# [What you have to do]
Rewrite the records as a Markdown table with the columns "Row" and "Text", taking everything from the line containing "Target: doorway" down to the line containing "x=224 y=556", inclusive, and omitting blank lines.

Point annotation data
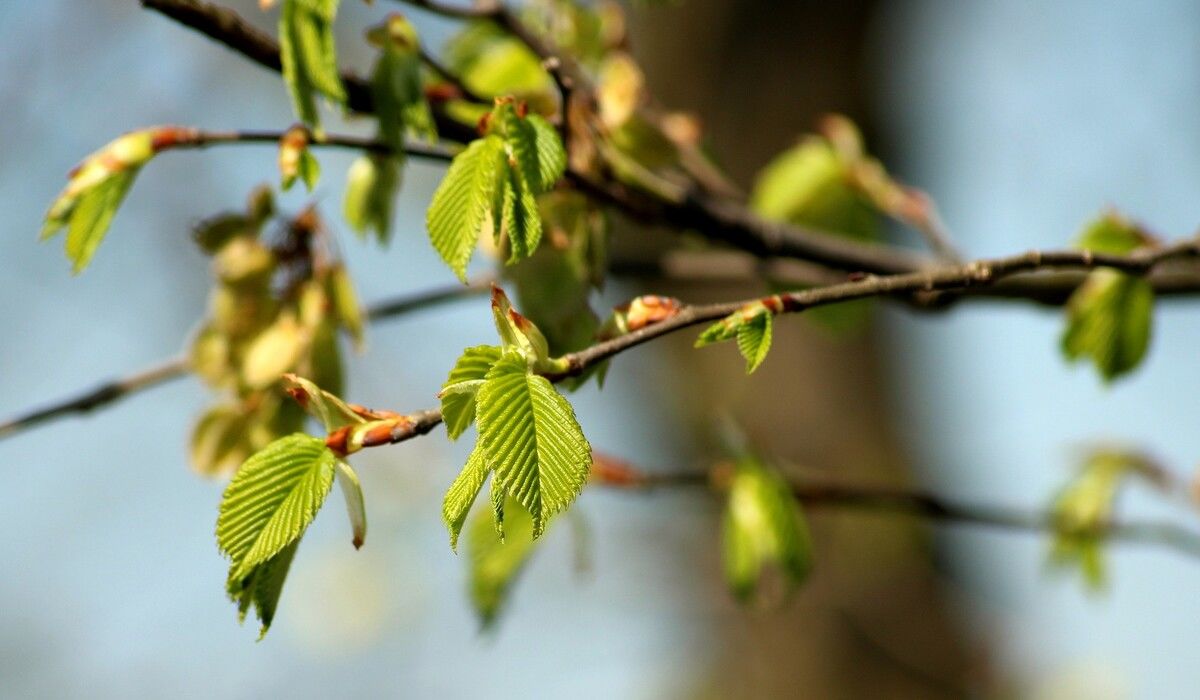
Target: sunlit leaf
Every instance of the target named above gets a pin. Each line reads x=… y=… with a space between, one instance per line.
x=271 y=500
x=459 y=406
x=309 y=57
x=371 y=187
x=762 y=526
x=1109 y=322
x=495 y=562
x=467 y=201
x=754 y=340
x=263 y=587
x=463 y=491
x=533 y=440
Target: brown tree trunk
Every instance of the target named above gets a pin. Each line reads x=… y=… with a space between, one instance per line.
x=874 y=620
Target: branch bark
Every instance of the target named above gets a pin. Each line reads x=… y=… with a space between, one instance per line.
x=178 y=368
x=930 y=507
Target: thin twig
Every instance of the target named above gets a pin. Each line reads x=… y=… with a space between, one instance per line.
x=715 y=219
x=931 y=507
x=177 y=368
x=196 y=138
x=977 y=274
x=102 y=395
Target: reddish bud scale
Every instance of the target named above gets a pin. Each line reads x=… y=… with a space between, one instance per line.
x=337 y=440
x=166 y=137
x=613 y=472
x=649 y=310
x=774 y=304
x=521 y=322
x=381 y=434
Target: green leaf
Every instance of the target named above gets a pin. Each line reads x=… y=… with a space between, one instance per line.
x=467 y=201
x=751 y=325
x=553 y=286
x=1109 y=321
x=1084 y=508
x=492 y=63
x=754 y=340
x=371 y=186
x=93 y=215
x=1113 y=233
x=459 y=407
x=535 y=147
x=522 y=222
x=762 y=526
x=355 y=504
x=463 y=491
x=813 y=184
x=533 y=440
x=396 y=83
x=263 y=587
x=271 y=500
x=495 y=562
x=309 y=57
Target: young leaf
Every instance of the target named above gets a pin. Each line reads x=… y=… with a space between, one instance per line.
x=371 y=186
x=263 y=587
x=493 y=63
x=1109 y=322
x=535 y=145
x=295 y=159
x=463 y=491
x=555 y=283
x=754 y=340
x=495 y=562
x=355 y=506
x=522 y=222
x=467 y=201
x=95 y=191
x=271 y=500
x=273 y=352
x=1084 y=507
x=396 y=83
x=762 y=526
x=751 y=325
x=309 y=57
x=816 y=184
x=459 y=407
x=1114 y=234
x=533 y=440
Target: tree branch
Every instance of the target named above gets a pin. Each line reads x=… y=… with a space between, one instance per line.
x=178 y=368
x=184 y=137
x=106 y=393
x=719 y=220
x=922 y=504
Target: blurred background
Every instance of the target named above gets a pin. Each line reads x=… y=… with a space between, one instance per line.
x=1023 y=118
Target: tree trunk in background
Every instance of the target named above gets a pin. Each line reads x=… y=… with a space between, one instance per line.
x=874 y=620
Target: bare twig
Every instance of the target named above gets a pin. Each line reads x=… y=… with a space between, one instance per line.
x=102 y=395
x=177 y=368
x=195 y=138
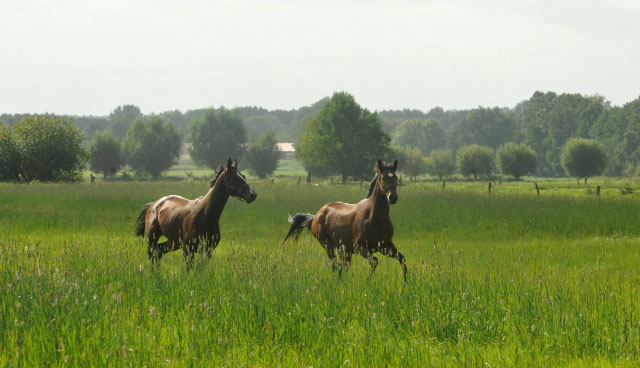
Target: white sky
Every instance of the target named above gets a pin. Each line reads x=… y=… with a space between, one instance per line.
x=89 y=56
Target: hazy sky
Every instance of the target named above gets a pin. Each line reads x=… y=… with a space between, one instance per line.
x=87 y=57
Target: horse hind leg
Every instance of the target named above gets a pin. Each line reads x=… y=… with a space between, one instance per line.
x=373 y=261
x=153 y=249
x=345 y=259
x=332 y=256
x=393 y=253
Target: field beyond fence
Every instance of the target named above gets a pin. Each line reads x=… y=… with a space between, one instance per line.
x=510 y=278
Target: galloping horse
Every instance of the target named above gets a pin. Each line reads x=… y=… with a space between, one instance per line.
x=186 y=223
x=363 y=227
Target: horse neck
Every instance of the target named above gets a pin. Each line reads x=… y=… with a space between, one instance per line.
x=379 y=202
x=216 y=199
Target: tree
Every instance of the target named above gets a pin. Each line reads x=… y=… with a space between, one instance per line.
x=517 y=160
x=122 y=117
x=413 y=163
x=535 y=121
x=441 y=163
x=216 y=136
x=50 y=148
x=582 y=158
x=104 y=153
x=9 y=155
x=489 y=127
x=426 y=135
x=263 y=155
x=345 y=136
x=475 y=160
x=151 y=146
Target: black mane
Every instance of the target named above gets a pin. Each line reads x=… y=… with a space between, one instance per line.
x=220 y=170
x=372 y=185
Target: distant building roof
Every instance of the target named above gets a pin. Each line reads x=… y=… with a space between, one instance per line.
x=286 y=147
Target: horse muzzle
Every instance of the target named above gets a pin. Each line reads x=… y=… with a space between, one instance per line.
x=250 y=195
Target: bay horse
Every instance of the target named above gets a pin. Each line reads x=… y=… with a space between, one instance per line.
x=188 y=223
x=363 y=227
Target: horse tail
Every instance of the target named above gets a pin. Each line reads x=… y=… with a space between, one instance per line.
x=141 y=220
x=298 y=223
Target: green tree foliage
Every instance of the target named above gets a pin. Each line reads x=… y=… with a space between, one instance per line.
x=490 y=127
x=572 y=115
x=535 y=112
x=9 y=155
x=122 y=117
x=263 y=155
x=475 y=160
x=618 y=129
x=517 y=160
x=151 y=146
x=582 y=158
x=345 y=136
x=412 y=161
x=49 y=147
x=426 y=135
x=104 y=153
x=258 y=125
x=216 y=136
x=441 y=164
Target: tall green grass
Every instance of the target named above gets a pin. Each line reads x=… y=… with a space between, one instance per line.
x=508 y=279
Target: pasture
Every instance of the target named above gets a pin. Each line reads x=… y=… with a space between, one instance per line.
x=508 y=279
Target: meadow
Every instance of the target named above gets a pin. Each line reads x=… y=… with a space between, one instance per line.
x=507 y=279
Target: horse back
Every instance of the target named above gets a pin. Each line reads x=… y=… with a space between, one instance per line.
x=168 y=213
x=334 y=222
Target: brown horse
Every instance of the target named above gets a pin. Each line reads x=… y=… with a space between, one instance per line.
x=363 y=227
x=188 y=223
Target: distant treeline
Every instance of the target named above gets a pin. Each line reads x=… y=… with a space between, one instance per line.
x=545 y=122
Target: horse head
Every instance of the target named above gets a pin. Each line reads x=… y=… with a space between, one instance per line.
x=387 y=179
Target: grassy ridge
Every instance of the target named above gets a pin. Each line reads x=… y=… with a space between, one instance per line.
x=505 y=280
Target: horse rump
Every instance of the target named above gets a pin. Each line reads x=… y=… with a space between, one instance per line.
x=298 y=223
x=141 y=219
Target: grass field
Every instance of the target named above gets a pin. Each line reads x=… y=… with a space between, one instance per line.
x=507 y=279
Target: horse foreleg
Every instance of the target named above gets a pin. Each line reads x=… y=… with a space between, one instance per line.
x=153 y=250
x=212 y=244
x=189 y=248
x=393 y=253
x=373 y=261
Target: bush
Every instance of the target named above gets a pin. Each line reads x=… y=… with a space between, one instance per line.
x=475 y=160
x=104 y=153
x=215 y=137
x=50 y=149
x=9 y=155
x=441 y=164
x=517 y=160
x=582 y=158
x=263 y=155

==

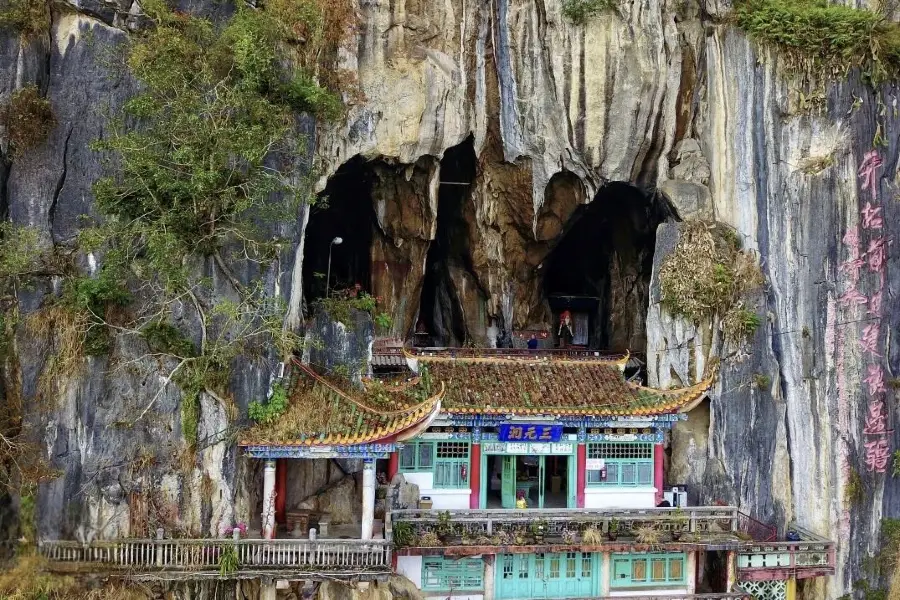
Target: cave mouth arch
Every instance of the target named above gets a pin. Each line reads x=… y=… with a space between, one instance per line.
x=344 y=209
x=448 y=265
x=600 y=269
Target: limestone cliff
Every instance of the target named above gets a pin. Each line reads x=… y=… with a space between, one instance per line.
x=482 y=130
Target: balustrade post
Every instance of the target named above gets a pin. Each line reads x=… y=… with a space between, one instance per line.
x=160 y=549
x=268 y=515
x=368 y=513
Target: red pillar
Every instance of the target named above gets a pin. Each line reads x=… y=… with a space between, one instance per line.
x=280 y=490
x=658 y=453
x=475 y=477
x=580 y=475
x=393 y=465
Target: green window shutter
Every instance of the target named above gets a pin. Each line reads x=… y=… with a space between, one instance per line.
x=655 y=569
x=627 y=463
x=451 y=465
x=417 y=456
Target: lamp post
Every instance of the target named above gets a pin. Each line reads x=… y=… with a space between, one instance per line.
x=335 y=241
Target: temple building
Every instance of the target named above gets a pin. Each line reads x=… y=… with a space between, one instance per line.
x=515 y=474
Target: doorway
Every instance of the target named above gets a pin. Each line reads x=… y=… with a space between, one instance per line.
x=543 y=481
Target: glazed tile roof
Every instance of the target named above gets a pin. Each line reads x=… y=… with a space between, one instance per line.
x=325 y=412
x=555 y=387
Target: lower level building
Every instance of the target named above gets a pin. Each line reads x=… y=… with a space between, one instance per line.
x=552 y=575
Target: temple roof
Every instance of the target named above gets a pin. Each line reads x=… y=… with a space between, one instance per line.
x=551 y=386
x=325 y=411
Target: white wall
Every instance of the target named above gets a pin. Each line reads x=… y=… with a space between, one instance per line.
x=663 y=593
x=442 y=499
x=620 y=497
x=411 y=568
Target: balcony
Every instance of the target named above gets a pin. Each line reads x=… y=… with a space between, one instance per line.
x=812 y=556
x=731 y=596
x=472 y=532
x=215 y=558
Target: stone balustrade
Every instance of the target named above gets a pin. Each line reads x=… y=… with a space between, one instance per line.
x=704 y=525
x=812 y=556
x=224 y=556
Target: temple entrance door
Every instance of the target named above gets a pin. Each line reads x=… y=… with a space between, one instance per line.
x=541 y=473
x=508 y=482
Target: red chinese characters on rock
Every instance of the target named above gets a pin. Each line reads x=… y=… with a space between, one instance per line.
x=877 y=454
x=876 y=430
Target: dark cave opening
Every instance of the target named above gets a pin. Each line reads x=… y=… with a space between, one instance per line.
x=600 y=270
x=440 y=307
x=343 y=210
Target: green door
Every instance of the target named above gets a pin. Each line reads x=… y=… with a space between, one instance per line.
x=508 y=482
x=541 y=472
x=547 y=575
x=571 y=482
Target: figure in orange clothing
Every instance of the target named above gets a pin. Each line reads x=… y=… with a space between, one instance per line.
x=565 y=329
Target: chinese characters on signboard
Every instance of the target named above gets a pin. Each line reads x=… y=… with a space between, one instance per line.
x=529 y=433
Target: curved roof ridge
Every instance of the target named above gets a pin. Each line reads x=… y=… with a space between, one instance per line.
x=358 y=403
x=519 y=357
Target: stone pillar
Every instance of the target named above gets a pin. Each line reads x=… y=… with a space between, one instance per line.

# [Exercise result]
| Row | Text |
|---|---|
| 1 | Target: doorway |
| 2 | Every instance of the target named above gets a pin. Each line reads x=… y=… with a space between, one instance per line. |
| 3 | x=543 y=481 |
| 4 | Target: glazed tile roof |
| 5 | Every instance of the target named above gets a pin. Each line reads x=… y=… with a space between, one instance per line. |
| 6 | x=325 y=412 |
| 7 | x=555 y=387 |
| 8 | Target: lower level building |
| 9 | Every instance of the target named above gets a pin. Each line reads x=… y=… with a space between, one instance per line. |
| 10 | x=552 y=575 |
| 11 | Target: temple roof |
| 12 | Every instance of the target named above gets a pin. Each line reads x=… y=… with a space between, one instance per line. |
| 13 | x=551 y=386 |
| 14 | x=325 y=411 |
| 15 | Target: white wall |
| 16 | Every instance of the target named above gets a pin. Each line reads x=… y=… with a space between, one instance per line. |
| 17 | x=663 y=593 |
| 18 | x=442 y=499 |
| 19 | x=620 y=497 |
| 20 | x=411 y=568 |
| 21 | Target: balcony |
| 22 | Every instance of the target named above gets a pin. Each line reads x=… y=… with a space between, one instance per line. |
| 23 | x=812 y=556 |
| 24 | x=731 y=596 |
| 25 | x=472 y=532 |
| 26 | x=215 y=558 |
| 27 | Target: stone balustrade |
| 28 | Every instance of the target named above gets a pin. Each line reads x=… y=… with a space between, one instance per line. |
| 29 | x=704 y=525 |
| 30 | x=812 y=556 |
| 31 | x=224 y=556 |